Collected data entries

────────────────────

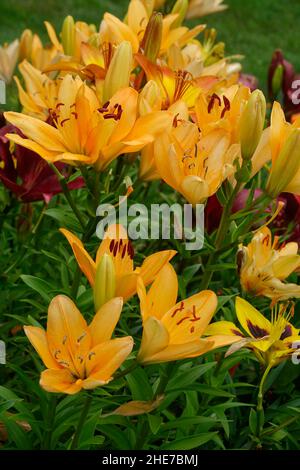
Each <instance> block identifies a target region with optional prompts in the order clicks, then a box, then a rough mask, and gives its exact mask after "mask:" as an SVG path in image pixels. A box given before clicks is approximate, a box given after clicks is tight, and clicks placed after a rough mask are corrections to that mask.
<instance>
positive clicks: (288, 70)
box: [268, 49, 300, 120]
mask: <svg viewBox="0 0 300 470" xmlns="http://www.w3.org/2000/svg"><path fill="white" fill-rule="evenodd" d="M279 66H281V67H282V82H281V83H280V84H279V87H280V89H281V91H282V94H283V109H284V112H285V115H286V118H287V119H288V120H290V119H291V117H292V116H293V114H298V113H300V104H297V103H294V102H293V96H294V95H295V88H293V83H294V82H295V81H296V80H300V74H297V73H296V72H295V69H294V66H293V65H292V64H291V63H290V62H288V61H287V60H286V59H285V58H284V56H283V53H282V51H281V50H279V49H278V50H276V51H275V52H274V53H273V56H272V60H271V64H270V67H269V73H268V93H269V97H270V99H271V100H274V99H276V96H275V95H274V91H275V90H273V78H274V74H275V72H276V70H277V67H279Z"/></svg>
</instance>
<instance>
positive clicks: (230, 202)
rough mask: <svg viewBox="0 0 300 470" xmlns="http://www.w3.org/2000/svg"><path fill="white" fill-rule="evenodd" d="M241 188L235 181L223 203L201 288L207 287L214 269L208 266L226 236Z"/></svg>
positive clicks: (211, 276)
mask: <svg viewBox="0 0 300 470" xmlns="http://www.w3.org/2000/svg"><path fill="white" fill-rule="evenodd" d="M240 188H241V183H237V184H236V186H235V188H234V190H233V191H232V193H231V196H230V198H229V200H228V202H227V204H226V205H225V207H224V209H223V212H222V217H221V222H220V225H219V228H218V232H217V236H216V241H215V250H214V251H213V252H212V253H211V254H210V256H209V258H208V261H207V264H206V268H205V270H204V274H203V278H202V283H201V290H205V289H207V287H208V286H209V283H210V281H211V279H212V276H213V273H214V270H213V269H210V266H211V265H212V264H214V263H215V258H216V251H218V250H220V248H221V246H222V243H223V241H224V239H225V237H226V234H227V232H228V228H229V224H230V214H231V210H232V206H233V203H234V200H235V198H236V196H237V194H238V192H239V190H240Z"/></svg>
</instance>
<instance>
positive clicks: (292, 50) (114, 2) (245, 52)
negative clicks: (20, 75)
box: [0, 0, 300, 88]
mask: <svg viewBox="0 0 300 470" xmlns="http://www.w3.org/2000/svg"><path fill="white" fill-rule="evenodd" d="M225 3H226V4H227V5H228V6H229V8H228V10H226V11H225V12H222V13H218V14H214V15H209V16H207V17H206V18H204V19H203V20H201V21H203V22H205V23H206V24H207V25H208V26H210V27H212V26H213V27H215V28H216V29H217V30H218V38H219V40H222V41H224V42H225V43H226V51H227V54H237V53H238V54H242V55H244V56H245V58H244V60H243V66H244V71H245V72H248V73H253V74H255V75H256V76H257V77H258V78H259V80H260V86H261V87H262V88H265V82H266V71H267V68H268V64H269V62H270V58H271V55H272V52H273V50H274V49H275V48H281V49H282V50H283V51H284V53H285V55H286V57H287V59H288V60H290V61H292V62H293V63H294V65H295V66H296V68H297V69H298V70H299V72H300V51H299V44H300V34H299V23H300V0H225ZM127 4H128V2H127V0H116V1H111V0H1V16H0V18H1V19H0V24H1V26H0V42H1V43H2V42H5V41H10V40H12V39H14V38H15V37H16V36H18V35H20V33H21V32H22V31H23V29H25V28H30V29H32V30H33V31H34V32H37V33H39V34H41V36H42V37H43V38H46V34H45V30H44V26H43V21H44V20H46V19H47V20H49V21H50V22H51V23H53V24H54V26H55V28H56V30H57V31H59V30H60V27H61V23H62V19H63V18H64V17H65V16H66V15H67V14H72V15H73V16H74V17H75V18H76V19H81V20H83V21H87V22H89V23H95V24H96V25H98V24H99V22H100V19H101V16H102V14H103V12H104V11H106V10H109V11H110V12H111V13H113V14H116V15H118V16H122V15H123V14H124V12H125V11H126V8H127ZM193 23H195V21H193Z"/></svg>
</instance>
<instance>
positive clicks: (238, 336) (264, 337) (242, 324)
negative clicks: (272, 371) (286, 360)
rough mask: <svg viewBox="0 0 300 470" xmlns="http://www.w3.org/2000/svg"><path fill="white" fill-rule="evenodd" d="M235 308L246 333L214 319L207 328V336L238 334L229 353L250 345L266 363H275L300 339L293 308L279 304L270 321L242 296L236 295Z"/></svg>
mask: <svg viewBox="0 0 300 470" xmlns="http://www.w3.org/2000/svg"><path fill="white" fill-rule="evenodd" d="M235 308H236V315H237V318H238V320H239V323H240V325H241V326H242V329H243V331H245V332H246V334H245V333H243V332H242V331H241V330H240V329H239V328H238V327H237V326H236V325H235V324H234V323H232V322H229V321H218V322H215V323H211V324H210V325H209V326H208V328H207V329H206V331H205V334H206V335H207V339H208V340H209V339H210V338H211V335H212V338H213V337H215V335H225V336H227V337H228V340H229V338H232V337H233V336H234V337H235V338H236V340H237V342H236V343H235V344H234V345H233V346H232V347H231V348H229V351H228V352H227V355H228V354H230V353H232V352H235V351H237V350H238V349H240V348H241V347H247V348H250V349H252V350H253V351H254V353H255V355H256V357H257V358H258V360H259V361H260V362H261V363H262V364H263V365H270V364H271V365H273V366H275V365H277V364H278V363H279V362H281V361H283V360H285V359H286V358H287V357H289V356H291V355H292V354H293V352H295V351H296V348H293V343H294V342H298V343H299V340H300V336H299V331H300V330H298V329H296V328H294V326H293V325H292V324H291V323H289V319H290V317H291V315H293V308H291V309H290V310H288V307H287V306H284V305H281V306H280V307H278V306H276V308H275V309H273V311H272V318H271V321H269V320H268V319H267V318H266V317H265V316H264V315H262V314H261V313H260V312H259V311H258V310H257V309H256V308H254V307H253V306H252V305H251V304H250V303H249V302H247V301H246V300H244V299H242V298H240V297H237V298H236V304H235Z"/></svg>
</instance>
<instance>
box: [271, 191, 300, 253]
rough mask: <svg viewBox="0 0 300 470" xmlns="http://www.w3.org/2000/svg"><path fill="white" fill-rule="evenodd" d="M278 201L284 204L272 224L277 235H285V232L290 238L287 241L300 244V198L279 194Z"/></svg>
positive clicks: (285, 193)
mask: <svg viewBox="0 0 300 470" xmlns="http://www.w3.org/2000/svg"><path fill="white" fill-rule="evenodd" d="M278 200H279V201H282V202H283V203H284V206H283V208H282V209H281V211H280V212H279V214H278V215H277V217H276V219H275V220H274V221H273V223H272V227H274V228H275V229H276V232H277V235H285V233H286V232H287V230H288V231H289V232H290V236H289V238H288V240H287V241H293V242H297V243H298V244H300V196H296V194H290V193H281V194H280V195H279V196H278Z"/></svg>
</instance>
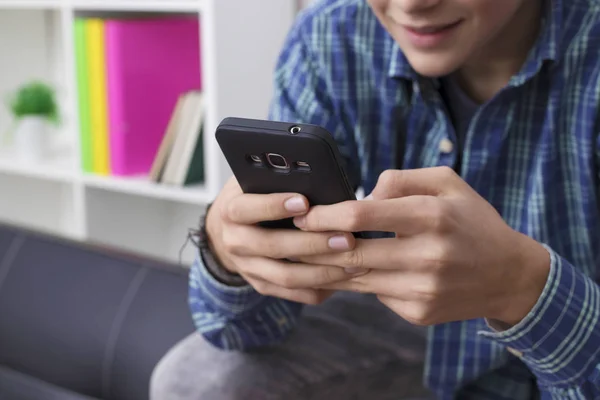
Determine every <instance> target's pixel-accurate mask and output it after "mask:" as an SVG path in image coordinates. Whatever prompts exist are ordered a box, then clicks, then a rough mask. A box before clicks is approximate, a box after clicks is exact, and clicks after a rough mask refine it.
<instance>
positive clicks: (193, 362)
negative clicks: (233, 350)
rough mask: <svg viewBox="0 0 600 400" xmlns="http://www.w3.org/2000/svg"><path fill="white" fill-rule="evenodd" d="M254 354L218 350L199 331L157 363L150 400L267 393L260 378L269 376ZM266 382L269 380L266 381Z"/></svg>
mask: <svg viewBox="0 0 600 400" xmlns="http://www.w3.org/2000/svg"><path fill="white" fill-rule="evenodd" d="M257 361H258V360H256V359H255V358H254V357H252V356H249V355H248V354H244V353H240V352H230V351H224V350H218V349H216V348H214V347H213V346H211V345H210V344H209V343H208V342H206V341H205V340H204V339H203V338H202V336H200V335H199V334H193V335H191V336H189V337H187V338H186V339H184V340H182V341H181V342H180V343H178V344H177V345H175V346H174V347H173V348H172V349H171V350H169V352H167V354H165V355H164V357H163V358H162V359H161V360H160V361H159V362H158V364H157V365H156V367H155V368H154V371H153V372H152V376H151V379H150V400H200V399H211V400H254V399H261V400H262V399H266V398H277V399H278V398H279V397H276V396H275V397H268V396H272V395H273V394H272V393H269V395H268V396H265V392H264V389H265V387H264V384H261V379H265V381H268V380H267V379H266V378H267V376H268V375H269V374H268V373H266V372H267V371H265V366H264V364H263V363H261V362H257ZM265 383H266V382H265Z"/></svg>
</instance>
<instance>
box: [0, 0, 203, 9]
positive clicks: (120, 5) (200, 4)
mask: <svg viewBox="0 0 600 400" xmlns="http://www.w3.org/2000/svg"><path fill="white" fill-rule="evenodd" d="M0 1H1V0H0ZM203 4H204V1H203V0H67V6H70V7H72V8H74V9H76V10H81V11H87V10H89V11H96V10H98V11H147V12H199V11H200V10H201V9H202V5H203Z"/></svg>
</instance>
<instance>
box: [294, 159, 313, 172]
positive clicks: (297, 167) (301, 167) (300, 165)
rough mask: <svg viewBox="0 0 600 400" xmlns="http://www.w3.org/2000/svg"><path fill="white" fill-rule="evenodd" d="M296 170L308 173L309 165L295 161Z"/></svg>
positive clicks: (309, 167)
mask: <svg viewBox="0 0 600 400" xmlns="http://www.w3.org/2000/svg"><path fill="white" fill-rule="evenodd" d="M296 169H297V170H299V171H303V172H309V171H310V164H309V163H307V162H306V161H296Z"/></svg>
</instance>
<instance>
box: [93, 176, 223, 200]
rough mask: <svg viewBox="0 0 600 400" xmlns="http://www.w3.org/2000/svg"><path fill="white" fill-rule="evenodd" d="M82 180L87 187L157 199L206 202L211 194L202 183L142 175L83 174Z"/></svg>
mask: <svg viewBox="0 0 600 400" xmlns="http://www.w3.org/2000/svg"><path fill="white" fill-rule="evenodd" d="M83 182H84V184H85V185H86V186H88V187H94V188H98V189H104V190H107V191H112V192H117V193H125V194H131V195H136V196H143V197H150V198H154V199H157V200H167V201H174V202H178V203H187V204H196V205H198V204H206V203H208V202H210V201H212V196H211V194H210V193H208V192H207V190H206V189H205V188H204V186H202V185H195V186H188V187H177V186H167V185H163V184H157V183H154V182H150V181H148V180H147V179H145V178H144V177H140V178H119V177H114V176H98V175H85V176H84V178H83Z"/></svg>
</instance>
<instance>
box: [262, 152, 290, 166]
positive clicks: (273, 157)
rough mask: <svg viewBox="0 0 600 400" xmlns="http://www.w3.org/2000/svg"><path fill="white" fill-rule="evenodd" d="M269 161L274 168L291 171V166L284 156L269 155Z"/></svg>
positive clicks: (267, 157)
mask: <svg viewBox="0 0 600 400" xmlns="http://www.w3.org/2000/svg"><path fill="white" fill-rule="evenodd" d="M267 161H269V164H270V165H271V166H272V167H273V168H277V169H289V167H290V166H289V164H288V162H287V160H286V159H285V157H284V156H282V155H280V154H277V153H269V154H267Z"/></svg>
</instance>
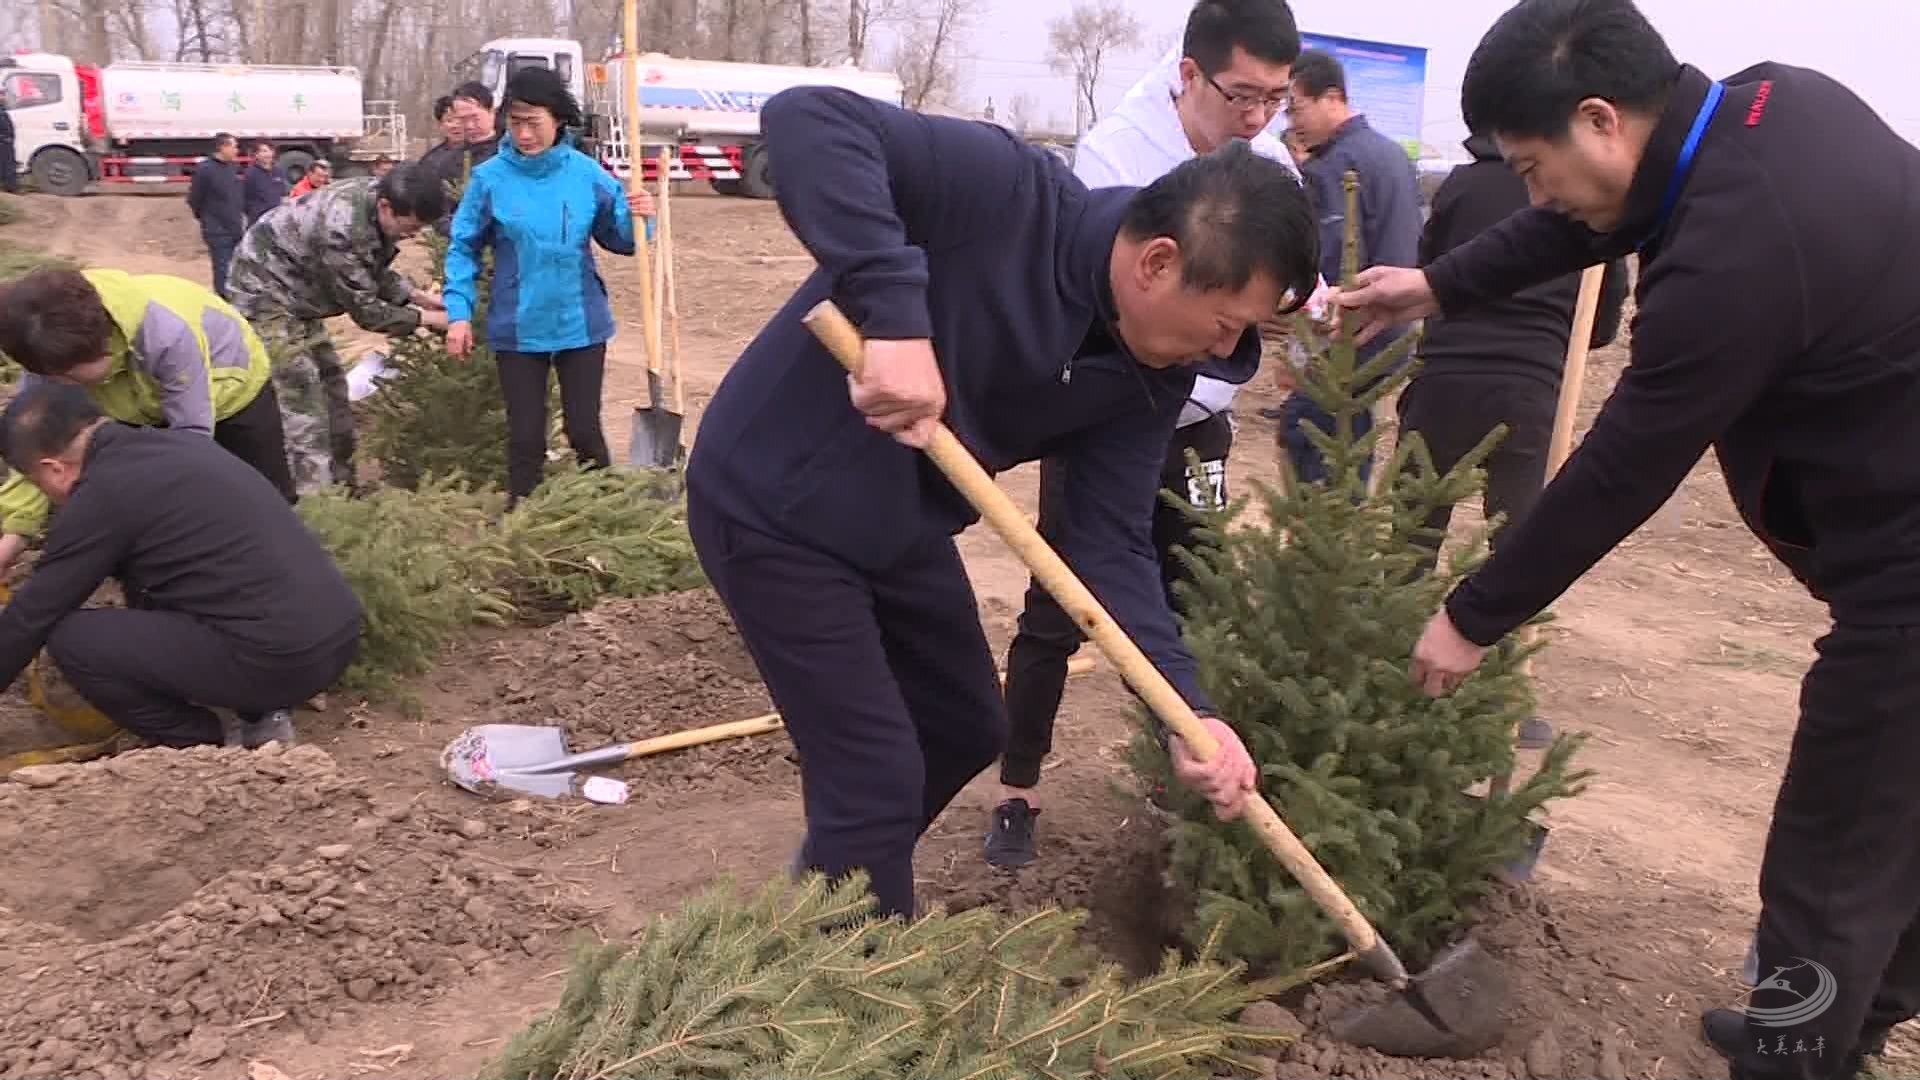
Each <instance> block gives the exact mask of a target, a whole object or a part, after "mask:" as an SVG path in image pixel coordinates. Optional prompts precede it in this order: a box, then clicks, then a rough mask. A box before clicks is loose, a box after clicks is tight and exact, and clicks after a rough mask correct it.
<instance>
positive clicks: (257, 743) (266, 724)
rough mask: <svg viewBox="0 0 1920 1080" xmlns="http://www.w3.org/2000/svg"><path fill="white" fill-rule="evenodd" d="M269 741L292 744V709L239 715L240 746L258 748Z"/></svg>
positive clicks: (276, 710)
mask: <svg viewBox="0 0 1920 1080" xmlns="http://www.w3.org/2000/svg"><path fill="white" fill-rule="evenodd" d="M269 742H278V744H280V746H294V711H292V709H273V711H271V713H242V715H240V746H244V748H246V749H259V748H263V746H267V744H269Z"/></svg>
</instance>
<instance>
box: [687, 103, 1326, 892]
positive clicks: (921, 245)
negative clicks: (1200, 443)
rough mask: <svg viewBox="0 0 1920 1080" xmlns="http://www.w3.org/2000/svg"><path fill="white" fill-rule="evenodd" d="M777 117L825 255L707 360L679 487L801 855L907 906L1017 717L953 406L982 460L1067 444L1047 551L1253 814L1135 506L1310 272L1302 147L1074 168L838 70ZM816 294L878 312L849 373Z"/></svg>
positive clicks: (1145, 516) (791, 225)
mask: <svg viewBox="0 0 1920 1080" xmlns="http://www.w3.org/2000/svg"><path fill="white" fill-rule="evenodd" d="M762 121H764V131H766V152H768V154H772V167H774V171H776V173H778V175H780V177H781V181H780V188H778V198H780V208H781V211H783V215H785V219H787V223H789V225H791V227H793V231H795V234H797V236H799V238H801V242H803V244H806V248H808V252H812V256H814V258H816V259H818V263H820V269H818V271H814V275H812V277H810V279H808V281H806V282H804V284H803V286H801V290H799V292H797V294H795V296H793V298H791V300H789V302H787V306H785V307H781V309H780V313H778V315H774V319H772V323H768V327H766V329H764V331H760V336H758V338H755V342H753V344H751V346H747V352H745V354H743V356H741V357H739V361H737V363H733V367H732V371H728V375H726V379H724V380H722V384H720V388H718V392H716V394H714V398H712V404H708V407H707V413H705V417H703V419H701V438H699V440H697V442H695V448H693V455H691V461H689V465H687V494H689V527H691V532H693V542H695V546H697V548H699V555H701V563H703V565H705V567H707V573H708V578H710V580H712V582H714V588H716V590H718V592H720V596H722V600H724V601H726V605H728V609H730V611H732V613H733V621H735V625H737V626H739V632H741V636H743V640H745V642H747V648H749V650H751V653H753V657H755V663H756V665H758V669H760V675H762V676H764V678H766V684H768V690H770V692H772V698H774V701H776V705H778V707H780V711H781V713H783V715H785V719H787V730H789V732H791V736H793V742H795V746H797V748H799V753H801V780H803V788H804V799H806V844H804V846H803V851H801V859H803V863H801V865H804V867H814V869H820V871H824V872H828V874H835V876H837V874H843V872H847V871H852V869H864V871H868V872H870V874H872V888H874V894H876V899H877V903H879V909H881V911H883V913H885V915H910V913H912V911H914V867H912V855H914V846H916V842H918V840H920V836H922V834H924V832H925V828H927V824H929V822H933V819H935V817H939V813H941V811H943V809H945V807H947V803H948V801H950V799H952V798H954V796H956V794H958V792H960V790H962V788H964V786H966V784H968V782H970V780H972V778H973V776H977V774H979V773H981V771H983V769H987V767H989V765H991V763H993V761H995V757H998V753H1000V748H1002V744H1004V740H1006V707H1004V701H1002V698H1000V686H998V678H996V676H995V665H993V653H991V651H989V646H987V638H985V634H983V632H981V625H979V611H977V607H975V600H973V588H972V586H970V582H968V575H966V569H964V565H962V561H960V552H958V548H956V544H954V534H956V532H960V530H962V528H966V527H968V525H972V523H973V521H975V519H977V513H975V511H973V509H972V507H970V505H968V503H966V502H964V500H962V498H960V494H958V492H956V490H954V488H952V486H950V484H948V482H947V479H945V477H943V475H941V473H939V471H937V469H935V465H933V463H931V461H929V459H925V457H924V455H922V454H920V452H918V450H914V448H916V446H924V444H925V440H927V438H929V434H931V429H933V425H935V423H937V421H941V419H945V423H947V425H948V427H950V429H952V430H954V434H956V436H958V438H960V442H964V444H966V446H968V450H972V454H973V455H975V457H977V459H979V461H981V465H985V467H987V469H989V471H1000V469H1008V467H1012V465H1018V463H1023V461H1037V459H1041V457H1048V459H1052V461H1060V463H1062V465H1064V471H1066V475H1069V477H1071V480H1069V482H1068V484H1066V500H1064V507H1062V509H1064V513H1062V517H1064V519H1066V523H1068V525H1069V527H1068V528H1066V532H1064V534H1066V544H1064V552H1062V555H1064V557H1066V559H1068V563H1069V565H1071V567H1073V569H1075V571H1077V573H1079V575H1081V578H1083V580H1085V582H1087V586H1089V588H1091V590H1092V592H1094V594H1096V596H1098V598H1100V600H1102V603H1104V605H1106V609H1108V611H1112V613H1114V617H1116V619H1117V621H1119V625H1121V626H1123V628H1125V630H1127V632H1129V634H1131V636H1133V638H1135V642H1139V644H1140V648H1142V650H1144V651H1146V655H1148V657H1152V659H1154V663H1158V667H1160V671H1162V673H1164V675H1165V676H1167V678H1169V680H1171V682H1173V686H1175V688H1177V690H1179V692H1181V694H1183V696H1185V698H1187V701H1188V703H1190V705H1192V707H1194V711H1196V713H1198V715H1200V717H1204V719H1206V721H1204V723H1206V724H1208V728H1210V730H1212V732H1213V736H1215V738H1219V742H1221V753H1219V755H1217V757H1215V759H1213V761H1210V763H1206V765H1200V763H1196V761H1192V759H1190V757H1187V753H1185V749H1183V748H1181V746H1179V742H1177V740H1175V742H1173V746H1171V751H1173V757H1175V767H1177V773H1179V776H1181V778H1183V782H1187V784H1190V786H1194V788H1196V790H1198V792H1204V794H1206V796H1208V798H1210V799H1212V801H1213V803H1215V807H1217V813H1219V815H1221V817H1233V815H1236V813H1238V809H1240V803H1242V799H1244V798H1248V794H1250V792H1252V790H1254V765H1252V761H1250V759H1248V755H1246V749H1244V746H1240V740H1238V736H1235V732H1233V728H1229V726H1227V724H1225V723H1221V721H1219V719H1212V717H1213V707H1212V705H1210V703H1208V700H1206V696H1204V694H1202V690H1200V686H1198V678H1196V671H1194V661H1192V657H1190V655H1188V653H1187V650H1185V646H1183V644H1181V636H1179V630H1177V626H1175V621H1173V613H1171V611H1169V607H1167V598H1165V592H1164V588H1162V582H1160V565H1158V561H1156V557H1154V544H1152V536H1150V523H1152V519H1154V500H1156V496H1158V492H1160V480H1162V477H1160V473H1162V465H1164V463H1165V455H1167V444H1169V440H1171V436H1173V427H1175V423H1177V421H1179V415H1181V407H1183V405H1185V404H1187V398H1188V396H1190V392H1192V384H1194V375H1196V371H1200V369H1206V373H1208V375H1215V377H1219V379H1225V380H1229V382H1236V384H1238V382H1246V380H1248V379H1250V377H1252V375H1254V371H1256V369H1258V365H1260V332H1258V323H1261V321H1265V319H1271V317H1273V313H1275V309H1277V307H1279V306H1281V304H1283V300H1286V302H1288V304H1294V306H1298V304H1302V302H1306V298H1308V294H1309V292H1311V290H1313V282H1315V265H1317V263H1315V256H1317V242H1315V227H1313V215H1311V209H1309V208H1308V202H1306V194H1304V192H1302V188H1300V183H1298V181H1296V179H1294V177H1292V171H1290V169H1288V167H1286V165H1281V163H1279V161H1271V160H1267V158H1260V156H1256V154H1254V152H1252V150H1250V148H1248V146H1246V144H1244V142H1233V144H1229V146H1225V148H1221V150H1217V152H1213V154H1210V156H1204V158H1196V160H1192V161H1187V163H1183V165H1179V167H1175V169H1173V171H1171V173H1167V175H1165V177H1162V179H1160V181H1156V183H1154V184H1152V186H1148V188H1102V190H1087V186H1085V184H1083V183H1081V181H1077V179H1075V177H1073V175H1071V171H1069V169H1068V167H1066V165H1064V163H1062V161H1058V160H1056V158H1054V156H1052V154H1048V152H1046V150H1041V148H1035V146H1027V144H1025V142H1021V140H1020V138H1018V136H1014V135H1010V133H1006V131H1002V129H998V127H995V125H983V123H973V121H962V119H947V117H929V115H920V113H914V111H906V110H900V108H895V106H887V104H881V102H876V100H870V98H862V96H858V94H854V92H849V90H839V88H824V86H804V88H795V90H785V92H781V94H778V96H774V98H772V100H770V102H768V104H766V110H764V113H762ZM828 298H831V300H833V302H835V304H837V306H839V307H841V309H843V311H845V313H847V317H849V319H852V323H854V325H856V327H860V331H862V332H864V334H866V338H868V344H866V369H864V375H862V377H860V379H856V380H849V377H847V373H845V371H843V369H841V367H839V363H835V361H833V357H831V356H829V354H828V352H826V350H824V348H822V346H820V344H818V342H816V340H814V338H812V334H810V332H808V331H806V327H804V325H803V323H801V317H803V315H804V313H806V311H808V309H810V307H812V306H814V304H818V302H822V300H828ZM1256 798H1258V796H1256Z"/></svg>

────────────────────

*Assignment*
Would you output, from the records above, exactly the run of lines that starts at the line containing "box: [687, 103, 1326, 892]" and ends at the line containing "117L825 255L707 360L679", and only that run?

*Solution for this problem*
box: [687, 103, 1326, 892]
positive clicks: (921, 245)
negative clicks: (1200, 443)
rough mask: <svg viewBox="0 0 1920 1080" xmlns="http://www.w3.org/2000/svg"><path fill="white" fill-rule="evenodd" d="M777 117L825 255L707 360L679 487L801 855L907 906L1017 717L953 406L982 460L1067 444L1047 551L1253 814L1135 506L1310 272L1302 147L1074 168L838 70ZM816 294L878 312L849 373Z"/></svg>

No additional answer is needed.